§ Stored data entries
┌──

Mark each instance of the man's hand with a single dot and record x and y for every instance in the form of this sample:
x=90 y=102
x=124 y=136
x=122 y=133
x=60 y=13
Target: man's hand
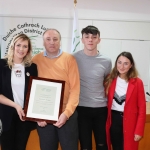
x=41 y=123
x=61 y=121
x=20 y=112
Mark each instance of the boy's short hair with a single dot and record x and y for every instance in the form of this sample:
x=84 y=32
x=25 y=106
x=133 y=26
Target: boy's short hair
x=90 y=29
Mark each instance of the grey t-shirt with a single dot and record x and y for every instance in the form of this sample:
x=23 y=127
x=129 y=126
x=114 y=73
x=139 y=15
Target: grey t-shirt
x=92 y=70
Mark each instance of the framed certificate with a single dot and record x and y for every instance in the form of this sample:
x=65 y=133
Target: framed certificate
x=44 y=99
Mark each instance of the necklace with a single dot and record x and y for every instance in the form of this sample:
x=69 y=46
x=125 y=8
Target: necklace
x=18 y=73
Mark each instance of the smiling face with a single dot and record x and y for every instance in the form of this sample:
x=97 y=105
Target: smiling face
x=123 y=66
x=90 y=42
x=20 y=50
x=51 y=42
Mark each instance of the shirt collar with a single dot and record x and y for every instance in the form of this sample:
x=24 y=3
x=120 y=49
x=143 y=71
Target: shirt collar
x=45 y=54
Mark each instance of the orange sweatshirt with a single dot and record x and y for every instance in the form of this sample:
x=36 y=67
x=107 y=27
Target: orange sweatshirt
x=64 y=68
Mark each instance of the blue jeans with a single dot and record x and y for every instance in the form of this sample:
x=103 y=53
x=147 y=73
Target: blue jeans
x=92 y=119
x=116 y=130
x=67 y=135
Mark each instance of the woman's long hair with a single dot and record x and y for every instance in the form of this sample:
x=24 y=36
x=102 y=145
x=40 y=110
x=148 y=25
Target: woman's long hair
x=10 y=54
x=132 y=73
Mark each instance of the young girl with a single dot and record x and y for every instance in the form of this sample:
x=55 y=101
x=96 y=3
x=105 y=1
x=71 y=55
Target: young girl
x=126 y=105
x=15 y=71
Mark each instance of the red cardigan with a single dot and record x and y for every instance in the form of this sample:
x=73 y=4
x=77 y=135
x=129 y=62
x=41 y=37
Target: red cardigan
x=134 y=113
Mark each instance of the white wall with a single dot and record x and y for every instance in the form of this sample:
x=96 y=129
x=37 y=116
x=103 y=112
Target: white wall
x=119 y=31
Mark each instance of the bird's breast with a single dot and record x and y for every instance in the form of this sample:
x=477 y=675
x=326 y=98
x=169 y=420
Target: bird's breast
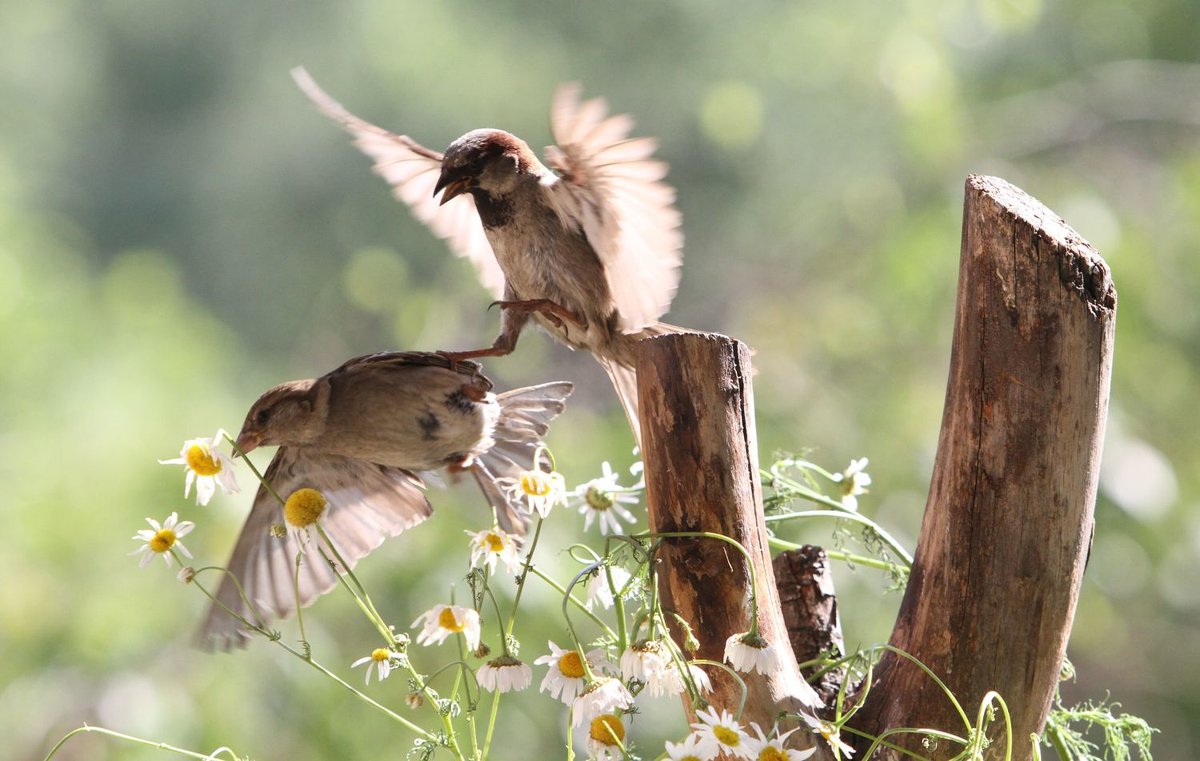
x=424 y=424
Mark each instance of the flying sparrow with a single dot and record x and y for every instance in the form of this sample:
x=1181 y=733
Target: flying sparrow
x=363 y=435
x=588 y=247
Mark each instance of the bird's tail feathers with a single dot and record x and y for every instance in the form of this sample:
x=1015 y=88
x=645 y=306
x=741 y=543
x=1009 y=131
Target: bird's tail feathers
x=525 y=418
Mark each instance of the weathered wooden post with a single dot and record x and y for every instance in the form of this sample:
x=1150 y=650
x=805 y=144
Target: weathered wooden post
x=700 y=450
x=1008 y=522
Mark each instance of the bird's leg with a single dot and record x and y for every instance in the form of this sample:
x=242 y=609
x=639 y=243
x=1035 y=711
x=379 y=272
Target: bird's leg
x=510 y=330
x=551 y=310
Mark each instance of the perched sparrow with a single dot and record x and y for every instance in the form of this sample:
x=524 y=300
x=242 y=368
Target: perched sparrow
x=360 y=435
x=589 y=247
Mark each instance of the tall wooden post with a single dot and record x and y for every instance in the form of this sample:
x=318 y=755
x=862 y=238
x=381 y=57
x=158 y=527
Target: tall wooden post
x=1008 y=523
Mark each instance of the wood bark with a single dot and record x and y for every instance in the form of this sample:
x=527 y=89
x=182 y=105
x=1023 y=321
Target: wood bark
x=1009 y=516
x=700 y=451
x=810 y=613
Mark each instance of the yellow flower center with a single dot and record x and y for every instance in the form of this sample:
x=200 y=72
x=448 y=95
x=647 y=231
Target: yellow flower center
x=772 y=754
x=304 y=507
x=607 y=729
x=599 y=499
x=162 y=540
x=535 y=484
x=726 y=736
x=571 y=665
x=199 y=457
x=447 y=621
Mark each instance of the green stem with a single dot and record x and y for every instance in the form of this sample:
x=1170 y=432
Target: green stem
x=574 y=600
x=139 y=741
x=885 y=537
x=525 y=573
x=838 y=555
x=388 y=712
x=491 y=723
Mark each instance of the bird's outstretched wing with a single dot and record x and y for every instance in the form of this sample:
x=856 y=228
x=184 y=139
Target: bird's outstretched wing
x=366 y=504
x=615 y=190
x=371 y=363
x=412 y=171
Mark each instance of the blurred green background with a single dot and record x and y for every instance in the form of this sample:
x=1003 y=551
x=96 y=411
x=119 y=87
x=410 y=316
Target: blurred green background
x=179 y=229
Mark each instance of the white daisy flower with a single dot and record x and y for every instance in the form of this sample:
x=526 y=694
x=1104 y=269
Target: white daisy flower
x=539 y=490
x=442 y=621
x=207 y=467
x=749 y=653
x=162 y=538
x=855 y=480
x=567 y=676
x=606 y=735
x=504 y=675
x=645 y=660
x=762 y=749
x=493 y=545
x=688 y=750
x=603 y=695
x=382 y=659
x=719 y=732
x=600 y=592
x=604 y=498
x=832 y=735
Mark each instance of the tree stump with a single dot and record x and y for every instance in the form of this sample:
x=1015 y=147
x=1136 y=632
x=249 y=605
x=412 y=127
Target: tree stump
x=700 y=451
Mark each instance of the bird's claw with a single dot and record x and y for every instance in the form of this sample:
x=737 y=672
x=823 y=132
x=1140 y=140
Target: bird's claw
x=555 y=313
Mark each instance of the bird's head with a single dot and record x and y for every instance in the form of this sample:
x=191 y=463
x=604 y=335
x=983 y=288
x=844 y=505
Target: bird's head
x=487 y=160
x=286 y=414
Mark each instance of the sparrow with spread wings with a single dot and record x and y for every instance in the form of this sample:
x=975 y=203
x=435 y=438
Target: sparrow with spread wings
x=589 y=247
x=363 y=435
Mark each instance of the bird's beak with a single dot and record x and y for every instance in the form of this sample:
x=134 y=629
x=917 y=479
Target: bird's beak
x=451 y=187
x=249 y=441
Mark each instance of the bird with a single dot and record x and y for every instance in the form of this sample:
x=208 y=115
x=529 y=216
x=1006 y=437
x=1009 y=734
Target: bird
x=589 y=246
x=364 y=435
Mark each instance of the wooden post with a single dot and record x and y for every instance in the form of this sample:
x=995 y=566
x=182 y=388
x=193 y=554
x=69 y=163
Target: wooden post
x=700 y=450
x=1008 y=523
x=810 y=613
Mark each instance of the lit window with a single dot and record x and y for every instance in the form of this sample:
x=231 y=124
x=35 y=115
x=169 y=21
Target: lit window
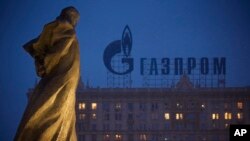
x=167 y=116
x=118 y=137
x=226 y=125
x=106 y=137
x=82 y=116
x=239 y=115
x=94 y=116
x=240 y=105
x=215 y=116
x=179 y=116
x=203 y=106
x=82 y=106
x=143 y=137
x=94 y=106
x=228 y=116
x=154 y=116
x=118 y=106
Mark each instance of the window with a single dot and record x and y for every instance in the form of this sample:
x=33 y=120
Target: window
x=118 y=107
x=154 y=106
x=178 y=116
x=167 y=116
x=93 y=127
x=203 y=106
x=93 y=137
x=82 y=116
x=118 y=127
x=118 y=116
x=106 y=137
x=105 y=106
x=106 y=116
x=106 y=127
x=93 y=106
x=142 y=107
x=240 y=105
x=93 y=116
x=215 y=116
x=179 y=105
x=130 y=137
x=130 y=106
x=239 y=115
x=130 y=116
x=228 y=116
x=81 y=138
x=118 y=137
x=154 y=116
x=82 y=106
x=142 y=137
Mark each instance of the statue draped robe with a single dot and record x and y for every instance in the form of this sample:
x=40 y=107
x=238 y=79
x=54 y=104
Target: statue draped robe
x=50 y=113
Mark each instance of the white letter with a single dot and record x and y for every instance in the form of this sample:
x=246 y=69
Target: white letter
x=237 y=132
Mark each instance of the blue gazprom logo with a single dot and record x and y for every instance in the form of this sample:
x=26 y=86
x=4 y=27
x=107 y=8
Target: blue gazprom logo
x=123 y=47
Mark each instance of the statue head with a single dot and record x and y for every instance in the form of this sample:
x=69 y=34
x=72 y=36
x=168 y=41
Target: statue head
x=69 y=14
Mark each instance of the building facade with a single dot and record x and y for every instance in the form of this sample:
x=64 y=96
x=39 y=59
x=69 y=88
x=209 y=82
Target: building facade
x=182 y=113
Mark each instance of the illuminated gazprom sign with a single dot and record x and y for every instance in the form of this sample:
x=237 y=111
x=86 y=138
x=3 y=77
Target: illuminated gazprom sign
x=159 y=66
x=178 y=66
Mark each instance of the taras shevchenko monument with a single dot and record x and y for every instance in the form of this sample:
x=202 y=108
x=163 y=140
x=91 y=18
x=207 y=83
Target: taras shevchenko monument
x=50 y=113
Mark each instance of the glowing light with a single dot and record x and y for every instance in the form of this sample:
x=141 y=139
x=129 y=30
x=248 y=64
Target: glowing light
x=94 y=106
x=82 y=106
x=167 y=116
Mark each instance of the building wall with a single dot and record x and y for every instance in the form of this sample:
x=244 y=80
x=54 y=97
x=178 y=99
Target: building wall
x=160 y=114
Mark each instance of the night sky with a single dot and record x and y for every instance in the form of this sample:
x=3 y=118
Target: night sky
x=160 y=28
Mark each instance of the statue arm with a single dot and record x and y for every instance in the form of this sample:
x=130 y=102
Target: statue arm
x=29 y=46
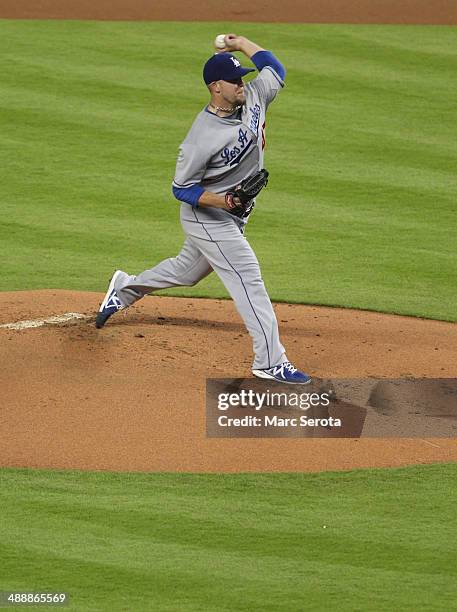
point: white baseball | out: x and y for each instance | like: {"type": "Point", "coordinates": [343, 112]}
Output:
{"type": "Point", "coordinates": [219, 41]}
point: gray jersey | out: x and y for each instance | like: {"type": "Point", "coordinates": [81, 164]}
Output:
{"type": "Point", "coordinates": [219, 152]}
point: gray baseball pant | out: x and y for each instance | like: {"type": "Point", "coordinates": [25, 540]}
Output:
{"type": "Point", "coordinates": [234, 261]}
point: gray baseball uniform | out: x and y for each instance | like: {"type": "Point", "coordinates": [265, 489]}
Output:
{"type": "Point", "coordinates": [217, 153]}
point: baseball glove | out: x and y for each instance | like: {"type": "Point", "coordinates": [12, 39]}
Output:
{"type": "Point", "coordinates": [240, 200]}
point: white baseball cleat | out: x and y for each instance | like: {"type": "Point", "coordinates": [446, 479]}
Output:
{"type": "Point", "coordinates": [111, 303]}
{"type": "Point", "coordinates": [284, 372]}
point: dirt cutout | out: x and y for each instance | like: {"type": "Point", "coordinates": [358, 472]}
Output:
{"type": "Point", "coordinates": [131, 397]}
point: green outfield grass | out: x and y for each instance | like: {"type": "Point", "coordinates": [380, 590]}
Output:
{"type": "Point", "coordinates": [361, 146]}
{"type": "Point", "coordinates": [233, 542]}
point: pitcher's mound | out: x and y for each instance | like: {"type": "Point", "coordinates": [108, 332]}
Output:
{"type": "Point", "coordinates": [132, 395]}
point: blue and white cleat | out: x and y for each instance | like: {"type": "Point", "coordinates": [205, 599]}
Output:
{"type": "Point", "coordinates": [284, 372]}
{"type": "Point", "coordinates": [111, 303]}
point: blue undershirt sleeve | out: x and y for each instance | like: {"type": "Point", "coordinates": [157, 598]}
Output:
{"type": "Point", "coordinates": [190, 195]}
{"type": "Point", "coordinates": [266, 58]}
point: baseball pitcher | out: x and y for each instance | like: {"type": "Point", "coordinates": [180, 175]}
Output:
{"type": "Point", "coordinates": [219, 173]}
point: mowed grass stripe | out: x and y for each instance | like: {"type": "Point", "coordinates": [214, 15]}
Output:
{"type": "Point", "coordinates": [233, 542]}
{"type": "Point", "coordinates": [361, 147]}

└──

§ Activity
Count the lines above that contain the word "pitcher". Give only the number.

§ Task solution
2